> [TASK BRIEF]
From the records below, return every line containing the word "pink".

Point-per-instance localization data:
_____
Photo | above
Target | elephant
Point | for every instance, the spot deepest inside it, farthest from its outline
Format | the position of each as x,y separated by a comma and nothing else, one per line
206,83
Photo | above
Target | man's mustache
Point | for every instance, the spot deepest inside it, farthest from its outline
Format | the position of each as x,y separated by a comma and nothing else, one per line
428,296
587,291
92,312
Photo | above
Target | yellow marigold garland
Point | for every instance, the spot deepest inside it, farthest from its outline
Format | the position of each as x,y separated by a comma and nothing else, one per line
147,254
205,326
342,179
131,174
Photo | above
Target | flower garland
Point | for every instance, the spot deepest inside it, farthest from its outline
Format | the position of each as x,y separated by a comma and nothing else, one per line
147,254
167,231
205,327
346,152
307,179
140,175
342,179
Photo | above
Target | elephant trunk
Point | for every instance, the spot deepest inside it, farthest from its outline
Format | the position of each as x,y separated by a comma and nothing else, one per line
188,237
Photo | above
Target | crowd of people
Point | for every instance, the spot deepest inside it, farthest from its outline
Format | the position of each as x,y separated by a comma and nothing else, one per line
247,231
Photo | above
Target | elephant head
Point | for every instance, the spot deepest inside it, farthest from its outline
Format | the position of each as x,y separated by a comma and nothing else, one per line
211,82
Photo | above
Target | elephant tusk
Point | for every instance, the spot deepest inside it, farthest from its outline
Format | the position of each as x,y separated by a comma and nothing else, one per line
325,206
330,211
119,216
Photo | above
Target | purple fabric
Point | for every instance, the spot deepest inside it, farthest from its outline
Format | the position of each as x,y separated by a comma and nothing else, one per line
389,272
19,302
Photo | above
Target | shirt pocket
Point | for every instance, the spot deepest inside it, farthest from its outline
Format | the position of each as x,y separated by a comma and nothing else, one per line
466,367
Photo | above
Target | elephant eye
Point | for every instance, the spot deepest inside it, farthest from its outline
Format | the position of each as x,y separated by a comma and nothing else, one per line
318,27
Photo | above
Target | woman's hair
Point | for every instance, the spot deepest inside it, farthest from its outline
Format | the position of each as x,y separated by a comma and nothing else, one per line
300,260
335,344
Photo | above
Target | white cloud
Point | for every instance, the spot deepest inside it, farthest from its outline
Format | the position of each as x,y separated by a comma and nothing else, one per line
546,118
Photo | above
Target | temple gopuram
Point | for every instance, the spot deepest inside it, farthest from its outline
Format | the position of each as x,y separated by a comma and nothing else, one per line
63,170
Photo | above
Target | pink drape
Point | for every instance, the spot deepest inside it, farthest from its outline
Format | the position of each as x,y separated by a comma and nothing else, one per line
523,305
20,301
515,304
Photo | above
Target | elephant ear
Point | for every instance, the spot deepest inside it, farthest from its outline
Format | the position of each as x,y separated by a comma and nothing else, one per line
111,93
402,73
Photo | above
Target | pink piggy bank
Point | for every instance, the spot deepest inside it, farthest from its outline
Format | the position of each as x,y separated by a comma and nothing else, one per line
_____
> [SOLUTION BELOW]
Target | pink drape
Target | pink piggy bank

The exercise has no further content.